## THE EXERCISE
Rewrite the entries from the line holding "Where can you find the sandy beach?" through the line holding "<point>719,1062</point>", inclusive, as a Markdown table with a Row column for the row number and a Line column for the line. Leave out blank lines and pictures.

## Coordinate labeling data
════════════════

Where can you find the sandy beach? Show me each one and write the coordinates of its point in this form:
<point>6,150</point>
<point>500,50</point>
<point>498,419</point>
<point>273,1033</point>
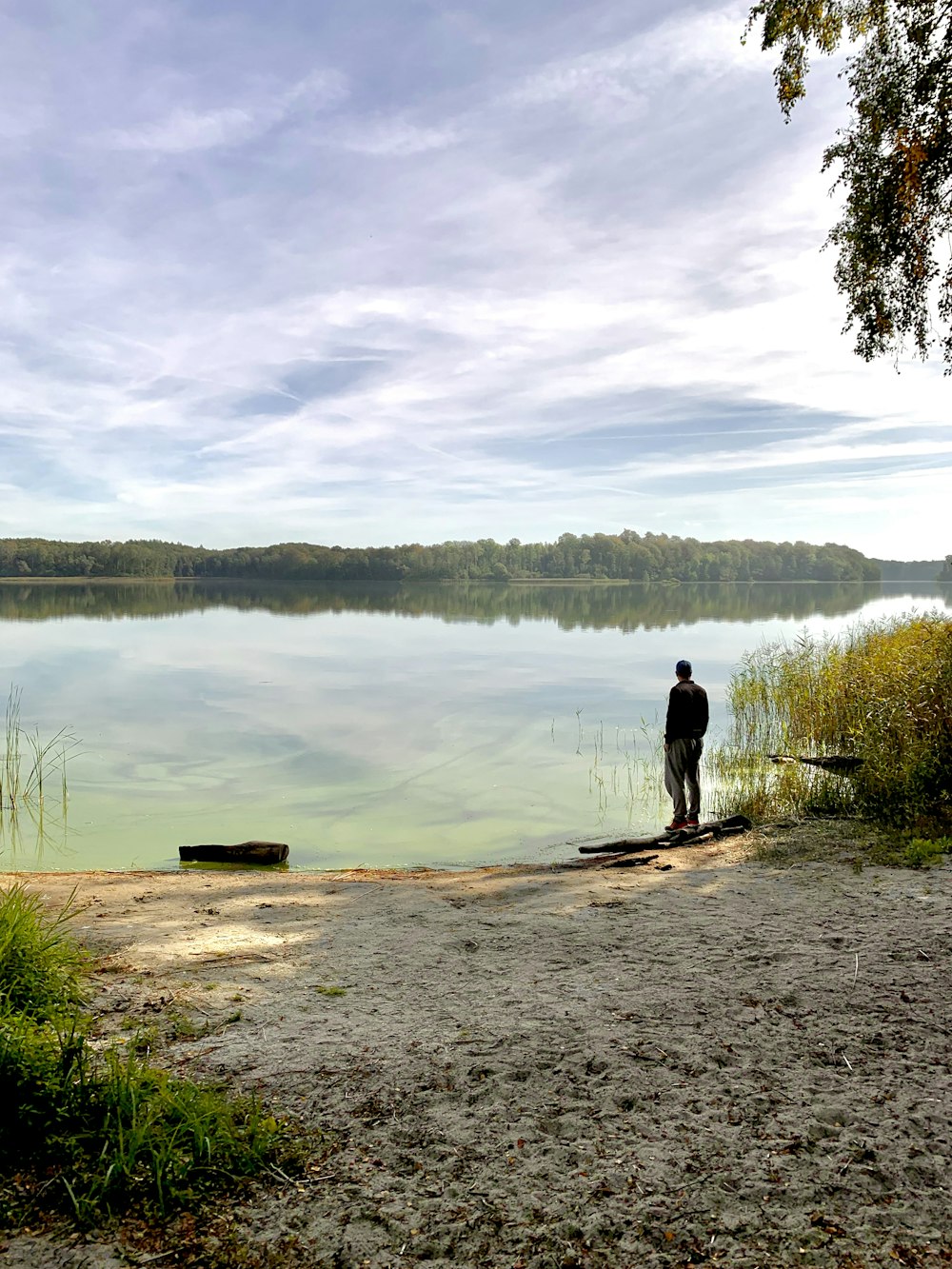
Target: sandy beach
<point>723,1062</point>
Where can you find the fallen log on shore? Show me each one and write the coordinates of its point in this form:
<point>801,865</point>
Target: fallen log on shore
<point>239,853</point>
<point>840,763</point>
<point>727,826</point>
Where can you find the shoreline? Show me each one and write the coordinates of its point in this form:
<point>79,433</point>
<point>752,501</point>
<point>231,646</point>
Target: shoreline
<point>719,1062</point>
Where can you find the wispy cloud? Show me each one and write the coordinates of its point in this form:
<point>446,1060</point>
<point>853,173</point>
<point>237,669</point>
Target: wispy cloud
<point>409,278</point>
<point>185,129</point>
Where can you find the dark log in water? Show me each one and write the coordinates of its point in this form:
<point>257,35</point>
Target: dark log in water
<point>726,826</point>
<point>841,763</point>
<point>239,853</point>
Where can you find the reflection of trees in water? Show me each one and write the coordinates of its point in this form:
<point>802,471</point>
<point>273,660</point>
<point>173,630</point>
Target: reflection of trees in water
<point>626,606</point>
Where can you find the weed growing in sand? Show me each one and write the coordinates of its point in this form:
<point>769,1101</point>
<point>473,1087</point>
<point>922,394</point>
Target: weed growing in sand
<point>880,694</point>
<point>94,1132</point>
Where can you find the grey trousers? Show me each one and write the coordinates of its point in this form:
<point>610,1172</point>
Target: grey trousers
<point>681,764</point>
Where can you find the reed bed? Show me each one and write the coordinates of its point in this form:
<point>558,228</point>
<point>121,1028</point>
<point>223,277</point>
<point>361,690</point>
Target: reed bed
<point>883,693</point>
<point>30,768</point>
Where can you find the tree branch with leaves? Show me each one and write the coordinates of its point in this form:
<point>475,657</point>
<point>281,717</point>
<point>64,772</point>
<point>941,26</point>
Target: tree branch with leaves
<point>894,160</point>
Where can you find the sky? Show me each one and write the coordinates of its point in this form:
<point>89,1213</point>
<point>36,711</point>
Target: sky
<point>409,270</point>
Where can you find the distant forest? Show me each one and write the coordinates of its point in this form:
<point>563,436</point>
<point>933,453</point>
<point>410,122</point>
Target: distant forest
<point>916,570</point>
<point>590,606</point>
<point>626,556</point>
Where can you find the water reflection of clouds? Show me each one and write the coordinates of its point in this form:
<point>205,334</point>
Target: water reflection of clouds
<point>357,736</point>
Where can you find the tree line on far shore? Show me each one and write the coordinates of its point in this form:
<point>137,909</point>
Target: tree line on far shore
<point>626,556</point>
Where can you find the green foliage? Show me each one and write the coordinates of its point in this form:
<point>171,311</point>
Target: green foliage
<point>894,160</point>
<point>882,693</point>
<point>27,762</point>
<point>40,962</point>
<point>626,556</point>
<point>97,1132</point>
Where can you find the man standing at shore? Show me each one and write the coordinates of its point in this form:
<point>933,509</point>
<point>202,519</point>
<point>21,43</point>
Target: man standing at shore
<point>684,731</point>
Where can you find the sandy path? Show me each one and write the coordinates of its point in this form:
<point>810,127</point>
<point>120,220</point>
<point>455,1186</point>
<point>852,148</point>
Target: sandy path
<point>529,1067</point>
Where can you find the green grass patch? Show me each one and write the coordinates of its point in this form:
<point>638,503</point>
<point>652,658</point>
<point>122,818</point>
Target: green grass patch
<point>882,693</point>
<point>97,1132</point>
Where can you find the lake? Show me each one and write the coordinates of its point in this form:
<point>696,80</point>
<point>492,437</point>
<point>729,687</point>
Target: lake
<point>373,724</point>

════════════════

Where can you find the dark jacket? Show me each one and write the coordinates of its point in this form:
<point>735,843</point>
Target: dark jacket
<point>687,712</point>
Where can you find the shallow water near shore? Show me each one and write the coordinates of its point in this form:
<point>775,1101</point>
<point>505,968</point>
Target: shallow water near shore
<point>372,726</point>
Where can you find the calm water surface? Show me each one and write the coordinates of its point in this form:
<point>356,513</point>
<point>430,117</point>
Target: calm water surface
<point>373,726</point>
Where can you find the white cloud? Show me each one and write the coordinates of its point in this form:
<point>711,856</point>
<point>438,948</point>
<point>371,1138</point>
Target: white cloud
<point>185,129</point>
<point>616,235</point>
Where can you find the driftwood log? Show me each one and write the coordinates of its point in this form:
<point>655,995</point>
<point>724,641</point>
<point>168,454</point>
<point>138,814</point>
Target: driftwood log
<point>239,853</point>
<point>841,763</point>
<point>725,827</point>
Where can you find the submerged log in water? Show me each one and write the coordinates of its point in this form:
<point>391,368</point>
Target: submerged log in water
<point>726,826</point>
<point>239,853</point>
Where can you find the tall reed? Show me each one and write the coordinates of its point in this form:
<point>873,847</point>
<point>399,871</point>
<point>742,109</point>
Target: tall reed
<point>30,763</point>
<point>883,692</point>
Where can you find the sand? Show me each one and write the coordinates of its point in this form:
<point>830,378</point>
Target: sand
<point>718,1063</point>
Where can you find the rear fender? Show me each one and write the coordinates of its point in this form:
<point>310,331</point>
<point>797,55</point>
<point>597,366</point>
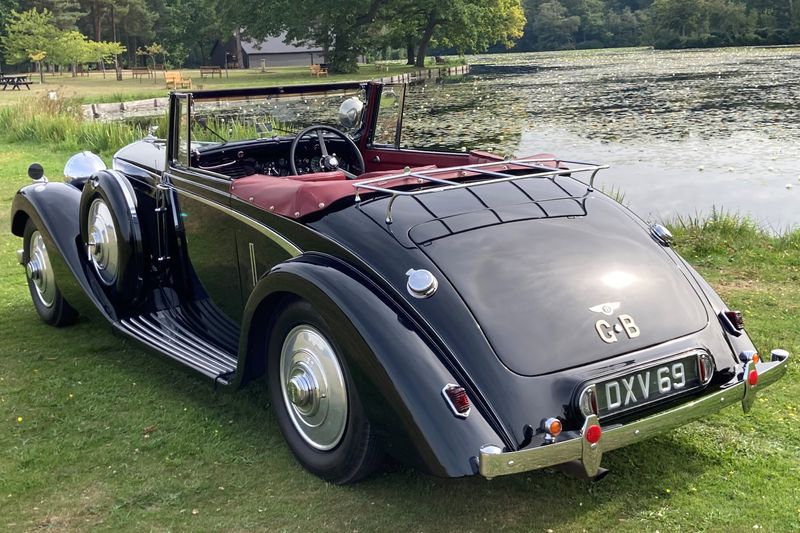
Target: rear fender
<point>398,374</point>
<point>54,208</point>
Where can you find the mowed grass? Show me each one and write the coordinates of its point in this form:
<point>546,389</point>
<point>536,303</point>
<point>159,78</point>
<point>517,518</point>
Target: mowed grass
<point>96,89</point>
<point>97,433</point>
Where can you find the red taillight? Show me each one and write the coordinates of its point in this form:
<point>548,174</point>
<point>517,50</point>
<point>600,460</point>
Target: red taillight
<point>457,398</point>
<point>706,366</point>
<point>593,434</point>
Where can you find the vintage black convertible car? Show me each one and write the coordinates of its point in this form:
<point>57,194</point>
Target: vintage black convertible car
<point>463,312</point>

════════════════

## THE ANSWER
| Row | Line |
|---|---|
| 1 | Where can you find the sandy beach? Show me each one and write the coordinates of its point in this form: |
| 2 | <point>6,150</point> |
| 3 | <point>500,50</point> |
| 4 | <point>498,419</point> |
| 5 | <point>273,1033</point> |
| 6 | Target: sandy beach |
| 7 | <point>723,1062</point> |
| 8 | Where can you find the fallen log on shore? Show me each one and write the coordinates of its point in this form: |
| 9 | <point>801,865</point> |
| 10 | Target: fallen log on shore |
| 11 | <point>239,853</point> |
| 12 | <point>840,763</point> |
| 13 | <point>727,826</point> |
| 14 | Where can you find the shoreline? Show me each one and write the coordinates of its point in this form: |
| 15 | <point>79,433</point> |
| 16 | <point>752,501</point> |
| 17 | <point>231,646</point> |
| 18 | Target: shoreline |
| 19 | <point>719,1062</point> |